> Extrait du texte:
(Paris) Le président français Emmanuel Macron s’alarme de la « fragilité extraordinaire de l’Europe », qui « disparaîtra » si elle ne « se pense pas comme puissance dans ce monde », dans un entretien à l’hebdomadaire The Economist publié jeudi.
« Je ne crois pas dramatiser les choses, j’essaye d’être lucide », souligne le chef de l’État qui pointe trois grands risques pour l’Europe : qu’elle ait « oublié qu’elle était une communauté », le « désalignement » de la politique américaine du projet européen, et l’émergence de la puissance chinoise « qui marginalise clairement l’Europe. »
« Depuis 70 ans, on a réussi un petit miracle géopolitique, historique, civilisationnel : une équation politique sans hégémonie qui permet la paix. […] Mais il y a aujourd’hui une série de phénomènes qui nous mettent dans une situation de bord du précipice », insiste M. Macron, qui voit aussi l’UE « s’épuiser sur le Brexit ».
Le président français estime d’abord que « l’Europe a oublié qu’elle était une communauté, en se pensant progressivement comme un marché, avec une téléologie qui était l’expansion ». Selon le chef de l’État, il s’agit là d’une « faute profonde parce qu’elle a réduit la portée politique de son projet, à partir des années 90 ».

> Travail demandé:
Rédigez la suite de l'article ci-dessus consacré à l'entretien d'Emmanuel Macron avec The Economist, en reprenant après sa dernière phrase.

> Données présentées:
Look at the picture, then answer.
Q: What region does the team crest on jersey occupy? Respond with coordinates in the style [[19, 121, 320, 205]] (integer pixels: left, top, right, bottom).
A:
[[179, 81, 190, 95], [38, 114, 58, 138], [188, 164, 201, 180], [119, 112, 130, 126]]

> Réponse rédigée:
Deuxième danger : les États-Unis qui restent « notre grand allié », mais « regardent ailleurs » vers « la Chine et le continent américain ». Ce basculement a été amorcé sous Barack Obama, estime le chef de l’État. « Mais pour la première fois, nous avons un président américain (Donald Trump) qui ne partage pas l’idée du projet européen, et la politique américaine se désaligne de ce projet », estime-t-il.
Enfin, le rééquilibrage du monde va de pair avec l’émergence – depuis 15 ans – d’une puissance chinoise qui crée un risque de bipolarisation et marginalise clairement l’Europe. Et à ce risque de G2 États-Unis/Chine, s’ajoute le retour de puissances autoritaires, au voisinage de l’Europe, «qui nous fragilisent également très profondément », ajoute M. Macron, citant la Turquie et la Russie.
En conséquence, il estime que si les Européens n’ont « pas un réveil, une prise de conscience de cette situation et une décision de s’en saisir, le risque est grand, à terme, que géopolitiquement nous disparaissions, ou en tous cas que nous ne soyons plus les maîtres de notre destin. Je le crois très profondément. »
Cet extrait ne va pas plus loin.